Rescale the part of the records that opens with the line containing "Can you spot the street" and closes with the line containing "[[0, 282, 9, 391]]", both lines included. Reproduce every line, requests too, but multiply each bounding-box coordinate in the answers by 0.9 and round to whole numbers (halves up), returning only those lines.

___ Task data

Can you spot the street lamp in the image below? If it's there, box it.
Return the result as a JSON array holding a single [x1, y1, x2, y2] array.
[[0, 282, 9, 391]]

______
___ Task data

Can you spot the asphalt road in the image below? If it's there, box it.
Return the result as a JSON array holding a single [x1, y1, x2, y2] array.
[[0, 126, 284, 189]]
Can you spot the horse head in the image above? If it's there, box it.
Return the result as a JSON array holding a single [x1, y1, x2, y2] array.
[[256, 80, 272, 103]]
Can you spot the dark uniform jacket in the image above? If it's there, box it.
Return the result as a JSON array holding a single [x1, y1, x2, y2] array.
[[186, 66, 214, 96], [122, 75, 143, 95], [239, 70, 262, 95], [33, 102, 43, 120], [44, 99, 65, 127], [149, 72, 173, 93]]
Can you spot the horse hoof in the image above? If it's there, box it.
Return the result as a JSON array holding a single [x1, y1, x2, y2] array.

______

* [Solved problem]:
Can you spot the street lamp in the image below? If it's there, box it.
Return the result as a JSON array holding a single [x1, y1, x2, y2] array.
[[0, 254, 8, 352]]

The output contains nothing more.